*** Begin section ***

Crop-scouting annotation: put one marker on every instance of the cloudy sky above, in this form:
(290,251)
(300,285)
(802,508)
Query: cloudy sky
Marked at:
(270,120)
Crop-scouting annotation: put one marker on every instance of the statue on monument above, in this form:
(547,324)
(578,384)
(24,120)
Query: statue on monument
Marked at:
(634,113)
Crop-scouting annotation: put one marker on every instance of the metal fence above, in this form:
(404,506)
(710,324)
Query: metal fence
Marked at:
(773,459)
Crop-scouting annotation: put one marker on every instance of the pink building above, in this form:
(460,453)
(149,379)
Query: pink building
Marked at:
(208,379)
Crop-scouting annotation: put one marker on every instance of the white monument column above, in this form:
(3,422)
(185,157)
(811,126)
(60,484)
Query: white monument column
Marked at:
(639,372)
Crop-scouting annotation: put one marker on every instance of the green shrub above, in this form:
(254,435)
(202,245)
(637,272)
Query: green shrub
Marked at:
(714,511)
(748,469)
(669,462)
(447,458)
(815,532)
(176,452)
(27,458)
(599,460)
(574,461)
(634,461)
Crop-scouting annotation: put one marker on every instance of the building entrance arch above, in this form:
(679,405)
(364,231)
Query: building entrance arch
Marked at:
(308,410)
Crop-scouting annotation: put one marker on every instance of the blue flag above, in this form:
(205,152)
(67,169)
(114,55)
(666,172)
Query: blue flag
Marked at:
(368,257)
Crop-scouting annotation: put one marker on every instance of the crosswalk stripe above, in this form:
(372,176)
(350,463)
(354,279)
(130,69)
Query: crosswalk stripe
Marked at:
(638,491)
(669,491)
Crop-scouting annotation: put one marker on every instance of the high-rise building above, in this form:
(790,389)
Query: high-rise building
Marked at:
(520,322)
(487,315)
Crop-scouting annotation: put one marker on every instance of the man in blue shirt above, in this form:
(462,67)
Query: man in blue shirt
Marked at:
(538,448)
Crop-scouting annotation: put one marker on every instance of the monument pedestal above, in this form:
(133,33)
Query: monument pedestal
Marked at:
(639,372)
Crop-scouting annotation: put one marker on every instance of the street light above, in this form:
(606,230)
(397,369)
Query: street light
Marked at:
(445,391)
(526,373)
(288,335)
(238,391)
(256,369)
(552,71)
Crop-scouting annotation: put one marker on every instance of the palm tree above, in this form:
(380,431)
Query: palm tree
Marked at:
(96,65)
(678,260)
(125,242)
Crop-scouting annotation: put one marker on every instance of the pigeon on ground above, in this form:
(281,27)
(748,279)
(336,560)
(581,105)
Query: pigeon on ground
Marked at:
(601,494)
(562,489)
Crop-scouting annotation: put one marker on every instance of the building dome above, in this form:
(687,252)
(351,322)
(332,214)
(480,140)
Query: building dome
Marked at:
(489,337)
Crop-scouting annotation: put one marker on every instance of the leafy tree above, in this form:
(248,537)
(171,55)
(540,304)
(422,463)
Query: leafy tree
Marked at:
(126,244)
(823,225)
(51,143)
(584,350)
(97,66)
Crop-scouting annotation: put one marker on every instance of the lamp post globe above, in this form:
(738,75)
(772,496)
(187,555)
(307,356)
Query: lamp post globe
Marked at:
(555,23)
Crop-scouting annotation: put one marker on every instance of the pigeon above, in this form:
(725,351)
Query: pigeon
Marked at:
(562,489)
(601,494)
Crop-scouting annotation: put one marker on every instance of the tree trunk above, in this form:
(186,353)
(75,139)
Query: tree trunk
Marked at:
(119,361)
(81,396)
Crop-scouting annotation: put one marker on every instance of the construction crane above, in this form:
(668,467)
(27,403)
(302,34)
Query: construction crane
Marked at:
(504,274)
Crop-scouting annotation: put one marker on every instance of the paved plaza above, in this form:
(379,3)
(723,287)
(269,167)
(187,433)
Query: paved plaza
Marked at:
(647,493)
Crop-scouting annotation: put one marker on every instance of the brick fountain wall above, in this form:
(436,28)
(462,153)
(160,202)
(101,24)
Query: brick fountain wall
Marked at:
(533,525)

*** End section ***

--- Work item ---
In full and word for word, set down the records shown above.

--- Final answer ---
Crop-scouting annotation: put one marker on every instance of the cloudy sky above, in this form:
(290,251)
(300,285)
(802,508)
Query: cloudy sky
Marked at:
(270,120)
Crop-scouting annotation: put one marker on every instance of the statue on monument above, in this form:
(547,324)
(578,384)
(24,120)
Query: statue on monument
Marked at:
(634,113)
Crop-scouting annotation: put one marker on every instance of the metal fence above, in this form:
(404,506)
(710,324)
Query: metal fence
Marked at:
(773,459)
Crop-scouting annotation: put one marker on every instance of the pink building above, in this form:
(460,453)
(149,379)
Query: pink building
Marked at:
(208,379)
Crop-scouting annotation: put one marker on every instance of the white monument column above, in this form:
(3,422)
(185,157)
(811,126)
(60,484)
Query: white monument column
Marked at:
(639,372)
Crop-scouting annotation: put one marker on every instance of the green shrub above, in this form:
(254,435)
(202,245)
(637,272)
Query: green shrub
Marked at:
(714,511)
(748,469)
(669,462)
(447,458)
(815,532)
(176,452)
(27,458)
(599,460)
(574,461)
(634,461)
Crop-scouting annotation: put one marker on every instance of the building entrance arch above, in this form:
(679,405)
(364,231)
Query: building entrance arch
Marked at:
(308,410)
Crop-scouting annotation: put one marker on every instance of the blue flag above, in this form:
(205,152)
(67,169)
(114,55)
(666,172)
Query: blue flag
Marked at:
(368,257)
Crop-scouting annotation: put one marker on every instance of the crosswalk stripe above, in this form:
(372,176)
(350,463)
(354,279)
(130,69)
Query: crosswalk stripe
Marked at:
(638,491)
(669,491)
Crop-scouting annotation: put one marker on every instance of the high-rise building above, in this form:
(790,389)
Query: high-rise building
Marked at:
(520,322)
(487,315)
Crop-scouting annotation: put one marker on every instance of the man in blue shirt above, in this form:
(462,67)
Query: man in blue shirt
Marked at:
(538,448)
Crop-scouting annotation: put one marker on every instance of the monument pedestal above, in this form:
(133,33)
Query: monument pedestal
Marked at:
(639,372)
Crop-scouting annotation: put one marker on every instance of the street light above, in this form:
(606,230)
(397,369)
Query: street light
Marked at:
(445,391)
(526,373)
(288,335)
(238,391)
(256,369)
(552,71)
Crop-scouting annotation: put one marker on every instance of the palm tree above, in this form:
(380,431)
Query: palm tree
Marked at:
(96,65)
(678,260)
(125,242)
Crop-scouting annotation: put one marker on every instance of the pigeon on ground above, in this form:
(281,27)
(748,279)
(336,560)
(581,105)
Query: pigeon on ground
Marked at:
(601,494)
(562,489)
Crop-scouting annotation: put one marker on every instance of the building dome above, in this form:
(687,252)
(351,322)
(332,214)
(480,140)
Query: building dome
Marked at:
(489,337)
Crop-scouting annotation: put one marker on every instance of the leafy tree above, in this form:
(248,537)
(171,55)
(540,304)
(422,463)
Query: leafy tree
Marked at:
(126,244)
(823,225)
(51,143)
(584,350)
(97,66)
Crop-scouting annotation: put one marker on every instance of the lamp post globe above, in this form:
(738,75)
(772,496)
(187,555)
(307,356)
Query: lamp post globe
Marked at:
(555,23)
Crop-scouting annotation: put one marker on every instance of the pigeon above, in this form:
(725,351)
Query: pigeon
Marked at:
(562,489)
(601,494)
Crop-scouting annotation: put one marker on every instance of the tree trunk above, in this form:
(186,353)
(75,139)
Query: tree trunk
Marked at:
(119,361)
(81,396)
Crop-scouting annotation: put one marker on every instance of the construction crane above, in this form:
(668,467)
(27,403)
(302,34)
Query: construction crane
Marked at:
(504,274)
Crop-scouting annotation: put one marker on every instance of the paved plaza above, in this form:
(379,3)
(723,287)
(269,167)
(187,433)
Query: paved plaza
Marked at:
(647,493)
Crop-scouting annotation: put one marker on every instance of the brick fountain wall above, in this form:
(436,28)
(462,153)
(160,202)
(101,24)
Query: brick fountain wall
Marked at:
(533,525)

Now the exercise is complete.